たこつぼ心筋症は、心臓が収縮して全身に血液を送り出す際、左心室の下部が収縮せず、
上部だけが過剰に収縮する疾患です。造影検査でたこつぼに似ていることから、この名前がついています。
発症の仕組みはよく分かっていないようですが、ストレスの関与が強く疑われています。
肉親の死などの精神的ストレス、
手術や交通事故の外傷などの肉体的ストレスといった、大きなストレスを受けた後に発症していることが
多いです。最近では、新潟大震災のときにこの疾患の患者が多く出たようです。
たこつぼ心筋症は女性に多いですが、エストロゲン濃度の低下が原因の一つである可能性が報告されています。
胸の痛みや圧迫感、息苦しさを伴うほか、全身倦怠感が生じます。
心電図検査で心筋梗塞とは異なる異常波形を確認した上で、
心臓カテーテル検査でたこつぼ状の収縮異常が見つかれば診断が確定すると思います。

• **やること**
上のたこつぼ心筋症についての文章を、最後の文の後から書き継いでください。

参照表現グラウンディングデータ
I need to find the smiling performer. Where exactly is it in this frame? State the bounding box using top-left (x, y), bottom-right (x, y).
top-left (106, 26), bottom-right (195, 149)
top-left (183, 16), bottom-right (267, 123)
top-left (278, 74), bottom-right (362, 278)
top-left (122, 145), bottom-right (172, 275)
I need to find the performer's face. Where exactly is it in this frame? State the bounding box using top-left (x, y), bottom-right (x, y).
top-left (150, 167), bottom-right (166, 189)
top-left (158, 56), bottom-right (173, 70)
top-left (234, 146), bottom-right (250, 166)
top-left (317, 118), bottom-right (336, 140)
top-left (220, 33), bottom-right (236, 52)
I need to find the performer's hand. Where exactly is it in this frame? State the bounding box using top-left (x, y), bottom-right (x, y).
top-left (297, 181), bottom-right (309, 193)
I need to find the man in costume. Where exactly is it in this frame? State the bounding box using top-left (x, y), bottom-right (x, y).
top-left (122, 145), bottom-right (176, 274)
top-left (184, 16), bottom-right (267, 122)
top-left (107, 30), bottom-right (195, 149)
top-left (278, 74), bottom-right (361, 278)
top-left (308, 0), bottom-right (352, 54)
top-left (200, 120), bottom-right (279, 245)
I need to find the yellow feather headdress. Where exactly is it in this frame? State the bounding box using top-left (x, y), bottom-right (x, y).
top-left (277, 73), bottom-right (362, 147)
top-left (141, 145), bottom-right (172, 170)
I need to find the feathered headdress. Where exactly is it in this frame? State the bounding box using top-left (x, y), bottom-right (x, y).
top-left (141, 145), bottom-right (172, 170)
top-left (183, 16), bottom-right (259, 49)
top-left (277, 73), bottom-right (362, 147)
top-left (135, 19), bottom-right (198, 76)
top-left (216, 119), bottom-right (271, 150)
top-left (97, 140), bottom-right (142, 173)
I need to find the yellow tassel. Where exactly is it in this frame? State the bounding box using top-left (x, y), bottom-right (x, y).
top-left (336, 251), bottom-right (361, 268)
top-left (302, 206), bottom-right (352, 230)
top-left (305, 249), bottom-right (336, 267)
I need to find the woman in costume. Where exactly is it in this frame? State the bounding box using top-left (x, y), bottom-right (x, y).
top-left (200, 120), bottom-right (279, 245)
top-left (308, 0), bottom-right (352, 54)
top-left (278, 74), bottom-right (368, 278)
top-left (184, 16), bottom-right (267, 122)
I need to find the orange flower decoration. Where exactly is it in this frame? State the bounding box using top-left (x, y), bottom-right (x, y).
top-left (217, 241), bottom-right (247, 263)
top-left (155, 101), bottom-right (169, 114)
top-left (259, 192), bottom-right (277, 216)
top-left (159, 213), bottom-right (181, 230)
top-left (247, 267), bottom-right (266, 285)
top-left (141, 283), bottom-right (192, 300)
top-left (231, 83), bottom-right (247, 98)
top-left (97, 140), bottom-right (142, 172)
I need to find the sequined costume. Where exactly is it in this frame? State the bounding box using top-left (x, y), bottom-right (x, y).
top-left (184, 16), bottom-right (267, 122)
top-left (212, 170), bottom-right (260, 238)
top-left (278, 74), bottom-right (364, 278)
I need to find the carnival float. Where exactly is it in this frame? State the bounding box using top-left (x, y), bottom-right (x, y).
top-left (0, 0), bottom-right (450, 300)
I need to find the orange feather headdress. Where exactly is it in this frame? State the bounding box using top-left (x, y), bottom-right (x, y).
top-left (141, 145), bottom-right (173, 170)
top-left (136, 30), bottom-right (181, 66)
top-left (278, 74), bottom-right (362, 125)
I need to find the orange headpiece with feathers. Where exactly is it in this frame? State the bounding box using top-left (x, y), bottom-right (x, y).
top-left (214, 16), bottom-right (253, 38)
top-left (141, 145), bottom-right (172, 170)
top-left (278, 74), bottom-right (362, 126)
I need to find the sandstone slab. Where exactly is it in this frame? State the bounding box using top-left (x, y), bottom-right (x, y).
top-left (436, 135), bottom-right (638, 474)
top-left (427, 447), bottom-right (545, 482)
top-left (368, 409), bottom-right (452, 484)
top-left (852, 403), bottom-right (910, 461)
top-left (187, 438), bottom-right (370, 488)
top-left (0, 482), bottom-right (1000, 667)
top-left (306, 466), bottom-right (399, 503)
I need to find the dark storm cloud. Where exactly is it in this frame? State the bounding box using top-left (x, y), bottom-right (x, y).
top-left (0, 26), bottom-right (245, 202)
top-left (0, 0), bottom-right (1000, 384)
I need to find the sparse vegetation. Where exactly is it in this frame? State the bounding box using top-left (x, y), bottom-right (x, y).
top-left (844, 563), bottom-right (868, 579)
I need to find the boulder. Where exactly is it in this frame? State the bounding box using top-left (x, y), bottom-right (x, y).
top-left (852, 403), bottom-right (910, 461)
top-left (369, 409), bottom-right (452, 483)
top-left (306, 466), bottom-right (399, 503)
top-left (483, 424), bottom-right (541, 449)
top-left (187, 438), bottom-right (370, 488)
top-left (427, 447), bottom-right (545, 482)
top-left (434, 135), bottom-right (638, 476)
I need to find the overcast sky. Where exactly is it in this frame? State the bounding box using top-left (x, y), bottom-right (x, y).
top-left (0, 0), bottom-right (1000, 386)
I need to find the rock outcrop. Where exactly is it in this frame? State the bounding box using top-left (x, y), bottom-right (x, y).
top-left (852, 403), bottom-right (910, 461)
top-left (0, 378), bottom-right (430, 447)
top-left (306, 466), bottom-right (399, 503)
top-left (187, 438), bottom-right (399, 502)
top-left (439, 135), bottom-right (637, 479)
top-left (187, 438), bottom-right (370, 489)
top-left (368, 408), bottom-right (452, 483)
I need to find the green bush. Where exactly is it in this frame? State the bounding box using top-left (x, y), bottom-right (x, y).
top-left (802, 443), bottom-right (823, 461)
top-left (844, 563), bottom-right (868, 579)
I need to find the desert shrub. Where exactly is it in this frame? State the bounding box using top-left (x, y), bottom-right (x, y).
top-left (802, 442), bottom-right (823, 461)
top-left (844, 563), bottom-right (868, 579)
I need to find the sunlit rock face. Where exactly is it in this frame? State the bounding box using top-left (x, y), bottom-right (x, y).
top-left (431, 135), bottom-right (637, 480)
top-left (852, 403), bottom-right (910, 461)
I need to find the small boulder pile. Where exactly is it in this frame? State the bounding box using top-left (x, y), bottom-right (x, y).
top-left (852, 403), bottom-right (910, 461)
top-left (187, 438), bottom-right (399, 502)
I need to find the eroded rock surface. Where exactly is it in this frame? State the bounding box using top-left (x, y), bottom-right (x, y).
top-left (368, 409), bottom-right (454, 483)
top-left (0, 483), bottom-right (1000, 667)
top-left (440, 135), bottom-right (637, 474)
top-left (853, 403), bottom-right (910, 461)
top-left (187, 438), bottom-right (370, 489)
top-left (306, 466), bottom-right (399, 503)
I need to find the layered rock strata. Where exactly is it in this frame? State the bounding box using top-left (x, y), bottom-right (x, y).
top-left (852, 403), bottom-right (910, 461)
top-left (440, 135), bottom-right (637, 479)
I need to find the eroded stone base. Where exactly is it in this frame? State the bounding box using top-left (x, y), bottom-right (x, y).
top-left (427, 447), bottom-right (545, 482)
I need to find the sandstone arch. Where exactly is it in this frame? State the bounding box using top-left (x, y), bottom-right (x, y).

• **回答欄**
治療は、入院して安静を保つことが重要で、心不全や不整脈などの症状があれば、
利尿剤や抗不整脈剤などの薬物療法を行います。
1か月程度で心臓の収縮異常が改善し、退院できることが多いようです。
アルコールにより様々な疾患が生じますが、心臓にも障害が生じます。
アルコール性心筋症は、長期間の大量飲酒後に発生する拡張性心筋症類似の疾患です。
その発生メカニズムは完全には明らかにされていないようです。
臨床的には、特異的な所見に乏しく除外診断になるようです。
早期に発見し、断酒すれば元に戻ることもありますが、末期になると断酒しても心臓の機能は元に戻らなくなります。